■ **PROVIDED TEXT**
**********

Albert Model Display and Copying weights inside Albert

0

I wanted to try something.

There are 2 experiments, one on Bert an one on Albert. The task is, Train Bert upto Layers 5 , keeping the other 7 fixed, and then during test time, copy the weights of the 5th layer onto layers 6-12. I was successfully able to do this, as Bert has seperate parameters, and I can manipulate them seperately.

Whereas in Albert, the Architecture is such that all the weights are shared from layers 1-12, so, although I can train them till layer 5, they aren’t accessible seperately, so, I am unable to copy over the weights onto further layers.

Any suggestions how I might go about this?

I tried printing the entire model, for both Bert and Albert.

> (embeddings): BertEmbeddings(
>       (word_embeddings): Embedding(30522, 768, padding_idx=0)
>       (position_embeddings): Embedding(512, 768)
>       (token_type_embeddings): Embedding(2, 768)
>       (LayerNorm): LayerNorm((768,), eps=1e-12, elementwise_affine=True)
>       (dropout): Dropout(p=0.1, inplace=False)
>     )
> (encoder): BertEncoder(
>       (layer): ModuleList(
>         (0): BertLayer(
>           (attention): BertAttention(
>             (self): BertSelfAttention(
>               (query): Linear(in_features=768, out_features=768, bias=True)
>               (key): Linear(in_features=768, out_features=768, bias=True)
>               (value): Linear(in_features=768, out_features=768, bias=True)
>               (dropout): Dropout(p=0.1, inplace=False)
>             )
>             (output): BertSelfOutput(
>               (dense): Linear(in_features=768, out_features=768, bias=True)
>               (LayerNorm): LayerNorm((768,), eps=1e-12, elementwise_affine=True)
>               (dropout): Dropout(p=0.1, inplace=False)
>             )
>           )
>           (intermediate): BertIntermediate(
>             (dense): Linear(in_features=768, out_features=3072, bias=True)
>           )
>           (output): BertOutput(
>             (dense): Linear(in_features=3072, out_features=768, bias=True)
>             (LayerNorm): LayerNorm((768,), eps=1e-12, elementwise_affine=True)
>             (dropout): Dropout(p=0.1, inplace=False)
>           )
>         )
> (1): BertLayer(
>           (attention): BertAttention(
>             (self): BertSelfAttention(
>               (query): Linear(in_features=768, out_features=768, bias=True)
>               (key): Linear(in_features=768, out_features=768, bias=True)
>               (value): Linear(in_features=768, out_features=768, bias=True)
>               (dropout): Dropout(p=0.1, inplace=False)
>             )
>             (output): BertSelfOutput(
>               (dense): Linear(in_features=768, out_features=768, bias=True)
>               (LayerNorm): LayerNorm((768,), eps=1e-12, elementwise_affine=True)
>               (dropout): Dropout(p=0.1, inplace=False)
>             )
>           )
>           (intermediate): BertIntermediate(
>             (dense): Linear(in_features=768, out_features=3072, bias=True)

**********

■ **SUPPLIED DATA**
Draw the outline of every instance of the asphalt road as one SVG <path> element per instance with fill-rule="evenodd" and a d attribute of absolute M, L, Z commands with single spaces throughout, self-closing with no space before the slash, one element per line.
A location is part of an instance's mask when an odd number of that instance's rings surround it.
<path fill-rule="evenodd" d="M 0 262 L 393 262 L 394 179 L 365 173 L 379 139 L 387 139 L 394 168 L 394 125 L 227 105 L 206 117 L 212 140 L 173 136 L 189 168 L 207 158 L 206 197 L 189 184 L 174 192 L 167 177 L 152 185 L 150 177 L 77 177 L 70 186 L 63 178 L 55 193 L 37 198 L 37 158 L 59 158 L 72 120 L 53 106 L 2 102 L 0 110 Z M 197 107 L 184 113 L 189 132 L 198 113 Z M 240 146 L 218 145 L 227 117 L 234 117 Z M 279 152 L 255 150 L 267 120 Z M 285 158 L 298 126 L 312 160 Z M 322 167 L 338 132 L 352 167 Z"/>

**********

■ **WHAT THE EXERCISE ASKS**
Can you reproduce the stretch of the forum post on copying Albert weights from "There are 2" through "Embedding(30522, 768, padding_idx=0)", word for word? The material is separate from the forum post.

■ **THE OUTPUT**
There are 2 experiments, one on Bert an one on Albert. The task is, Train Bert upto Layers 5 , keeping the other 7 fixed, and then during test time, copy the weights of the 5th layer onto layers 6-12. I was successfully able to do this, as Bert has seperate parameters, and I can manipulate them seperately.

Whereas in Albert, the Architecture is such that all the weights are shared from layers 1-12, so, although I can train them till layer 5, they aren’t accessible seperately, so, I am unable to copy over the weights onto further layers.

Any suggestions how I might go about this?

I tried printing the entire model, for both Bert and Albert.

> (embeddings): BertEmbeddings(
>       (word_embeddings): Embedding(30522, 768, padding_idx=0)